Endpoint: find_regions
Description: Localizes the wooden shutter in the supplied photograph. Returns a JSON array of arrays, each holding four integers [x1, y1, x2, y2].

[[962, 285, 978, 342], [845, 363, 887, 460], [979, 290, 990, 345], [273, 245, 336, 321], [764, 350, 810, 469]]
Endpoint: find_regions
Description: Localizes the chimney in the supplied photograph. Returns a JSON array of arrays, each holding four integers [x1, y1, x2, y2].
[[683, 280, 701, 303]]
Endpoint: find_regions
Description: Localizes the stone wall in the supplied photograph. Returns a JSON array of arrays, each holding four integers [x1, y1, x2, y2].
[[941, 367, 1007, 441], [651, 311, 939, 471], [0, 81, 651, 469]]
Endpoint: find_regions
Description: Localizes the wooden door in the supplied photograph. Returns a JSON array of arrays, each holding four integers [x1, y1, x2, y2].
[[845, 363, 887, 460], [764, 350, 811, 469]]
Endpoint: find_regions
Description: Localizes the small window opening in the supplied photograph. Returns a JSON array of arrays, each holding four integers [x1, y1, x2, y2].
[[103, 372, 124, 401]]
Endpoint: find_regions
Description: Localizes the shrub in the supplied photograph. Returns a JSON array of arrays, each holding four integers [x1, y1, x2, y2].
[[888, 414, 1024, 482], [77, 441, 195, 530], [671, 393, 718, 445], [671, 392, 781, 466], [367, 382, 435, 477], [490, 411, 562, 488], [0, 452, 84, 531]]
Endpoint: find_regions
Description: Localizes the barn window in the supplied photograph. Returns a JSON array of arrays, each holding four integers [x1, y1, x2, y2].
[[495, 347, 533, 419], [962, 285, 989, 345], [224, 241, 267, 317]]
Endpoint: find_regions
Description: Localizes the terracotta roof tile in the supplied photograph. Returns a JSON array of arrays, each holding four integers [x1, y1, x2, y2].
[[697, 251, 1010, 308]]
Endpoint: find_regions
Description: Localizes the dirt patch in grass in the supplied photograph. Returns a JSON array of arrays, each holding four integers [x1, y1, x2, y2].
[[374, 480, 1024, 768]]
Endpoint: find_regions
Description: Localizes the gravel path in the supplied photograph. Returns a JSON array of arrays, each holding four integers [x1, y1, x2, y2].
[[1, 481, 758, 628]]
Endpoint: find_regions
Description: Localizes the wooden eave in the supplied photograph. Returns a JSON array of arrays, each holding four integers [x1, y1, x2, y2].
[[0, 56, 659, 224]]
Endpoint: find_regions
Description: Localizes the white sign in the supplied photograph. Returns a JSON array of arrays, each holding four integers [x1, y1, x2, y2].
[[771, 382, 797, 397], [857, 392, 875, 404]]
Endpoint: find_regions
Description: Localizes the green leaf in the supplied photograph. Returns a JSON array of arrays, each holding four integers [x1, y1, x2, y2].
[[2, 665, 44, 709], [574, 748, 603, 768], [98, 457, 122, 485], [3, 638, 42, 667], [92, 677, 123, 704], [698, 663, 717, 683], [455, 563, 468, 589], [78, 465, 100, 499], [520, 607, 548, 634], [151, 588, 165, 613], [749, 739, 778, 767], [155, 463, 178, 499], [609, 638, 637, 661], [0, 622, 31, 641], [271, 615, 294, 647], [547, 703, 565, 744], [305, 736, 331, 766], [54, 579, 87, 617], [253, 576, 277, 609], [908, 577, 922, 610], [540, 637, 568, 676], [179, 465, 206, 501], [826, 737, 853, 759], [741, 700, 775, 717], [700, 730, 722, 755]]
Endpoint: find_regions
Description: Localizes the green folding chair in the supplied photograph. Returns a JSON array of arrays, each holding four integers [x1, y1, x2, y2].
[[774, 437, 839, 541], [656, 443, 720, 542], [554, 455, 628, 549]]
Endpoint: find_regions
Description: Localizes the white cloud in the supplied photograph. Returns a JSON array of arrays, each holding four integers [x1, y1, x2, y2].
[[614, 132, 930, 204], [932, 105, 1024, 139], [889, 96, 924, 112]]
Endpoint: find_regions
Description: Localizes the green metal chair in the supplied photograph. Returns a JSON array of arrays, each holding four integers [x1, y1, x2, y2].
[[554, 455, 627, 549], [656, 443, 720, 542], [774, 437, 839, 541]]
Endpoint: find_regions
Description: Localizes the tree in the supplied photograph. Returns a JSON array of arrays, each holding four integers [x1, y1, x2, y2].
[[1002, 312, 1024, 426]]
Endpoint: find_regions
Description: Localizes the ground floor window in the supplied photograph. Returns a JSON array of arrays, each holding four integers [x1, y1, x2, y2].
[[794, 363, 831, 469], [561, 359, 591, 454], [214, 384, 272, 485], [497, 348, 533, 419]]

######

▸ **Exercise description**
From the first line to the last, reproduce the data above exactly.

▸ **Solution below**
Endpoint: find_regions
Description: Localizes the wooden shutter in the supplied photograph. Returns a JSON array of arrays, each holding four integers [x1, y1, x2, y2].

[[962, 285, 978, 342], [845, 363, 887, 460], [979, 290, 990, 345], [273, 245, 336, 321], [764, 350, 810, 469]]
Endpoint: find_regions
Description: Localizes the chimney in the supplied photograph. Returns a JSON array of arrays, each holding four integers [x1, y1, x2, y2].
[[683, 280, 701, 303]]
Endpoint: find_regions
Description: Localizes the stone wall in the supplied photograph. Returns a JSON array of arrays, each holding four integers [x1, y1, x2, y2].
[[941, 367, 1007, 441], [651, 311, 939, 471], [0, 81, 651, 469]]
Endpoint: find_regions
Description: Localizes the wooden door in the supplied photograph. Returns a JSON array of arrays, each holding four integers [x1, y1, x2, y2].
[[845, 363, 887, 460], [764, 350, 811, 469]]
Endpoint: find_regions
Description: Localizes the small window opening in the supplied photograph. Returns a JSON array of arrays, each holding four integers [x1, y1, x2, y2].
[[103, 372, 124, 401]]
Endpoint: find_regions
Description: Localizes the shrub in the supplied photograph. Returns a JSON array of arrays, each holding four integers [x1, y1, x2, y2].
[[888, 414, 1024, 482], [77, 441, 195, 530], [671, 393, 718, 445], [671, 392, 781, 466], [367, 382, 435, 477], [490, 411, 562, 488], [0, 452, 84, 531]]
Endpoint: find_regions
Description: Localizes the barn window in the supplied photograph. Returns a JSON array of arrays, each holding four integers [x1, y1, x2, y2].
[[495, 347, 533, 419], [962, 285, 989, 345], [224, 241, 267, 317]]
Endpoint: find_regions
Description: Localizes the terracotta roof tile in the supplied photograph. Returns a JSON array of arrays, each holding four integers [x1, y1, x2, y2].
[[697, 251, 1010, 308]]
Endpoint: find_regions
Description: Localizes the dirt patch in grass in the supplied photograph. Returns a JSON array of arrays, each holding four integers [x1, y1, x2, y2].
[[374, 480, 1024, 768]]
Endpoint: find_regions
Description: Localizes the gravel path in the supplied photograph. Returns a JSON array of arrays, each holding four integers [x1, y1, x2, y2].
[[1, 481, 758, 628]]
Endpoint: find_regions
Description: Localizes the wooden eave in the supplied photograph. Returns a JSON array of arrays, each holding four integers [x1, y1, x2, y2].
[[0, 56, 659, 224]]
Endpoint: find_regions
Description: Localizes the white sign in the supplied photograph. Returns a JSON array of arrays, each holding four integers [x1, y1, x2, y2].
[[771, 382, 797, 397], [857, 392, 875, 404]]
Endpoint: find_regions
Description: Localizes the green leaf in the supplied photograph. Returns a JSON array of arrays, each holding four integers [x1, y1, x2, y2].
[[2, 665, 44, 709], [574, 748, 603, 768], [98, 457, 122, 485], [3, 638, 42, 667], [92, 677, 123, 704], [698, 663, 717, 683], [455, 563, 468, 589], [78, 465, 100, 499], [520, 607, 548, 634], [151, 588, 165, 613], [749, 739, 778, 767], [155, 463, 178, 499], [609, 638, 637, 661], [0, 622, 31, 641], [271, 615, 294, 647], [547, 703, 565, 744], [305, 736, 331, 766], [54, 579, 87, 617], [253, 576, 277, 609], [908, 577, 922, 610], [540, 637, 568, 676], [179, 465, 206, 501], [826, 737, 853, 759], [741, 700, 775, 717], [700, 730, 722, 755]]
Endpoint: find_regions
Description: Localizes the green folding chair in the supplied photograph. Returns a JSON array of arrays, each holding four integers [x1, y1, x2, y2].
[[774, 437, 839, 541], [656, 443, 720, 542], [554, 455, 628, 549]]
Endpoint: find_regions
Description: Localizes the white cloud in the supplied photograph. Returns a JSON array of arrays, each holding four integers [x1, y1, x2, y2].
[[614, 132, 930, 204], [932, 105, 1024, 139], [889, 96, 924, 112]]
Endpoint: find_regions
Description: Localizes the green metal chair in the supplied photograph. Returns a JSON array of arrays, each holding four integers [x1, y1, x2, y2].
[[554, 455, 627, 549], [656, 443, 720, 542], [774, 437, 839, 541]]
Endpoint: find_regions
Description: Localizes the tree in the supplied photograph. Returns a JSON array of arrays, each holding four integers [x1, y1, x2, y2].
[[1002, 312, 1024, 426]]
Endpoint: find_regions
Description: Localizes the ground floor window in the supplied photograph. Returns a JSON array of arrays, each holding four integers [x1, y1, x2, y2].
[[794, 363, 831, 469], [561, 359, 591, 454], [214, 384, 272, 485], [497, 348, 533, 419]]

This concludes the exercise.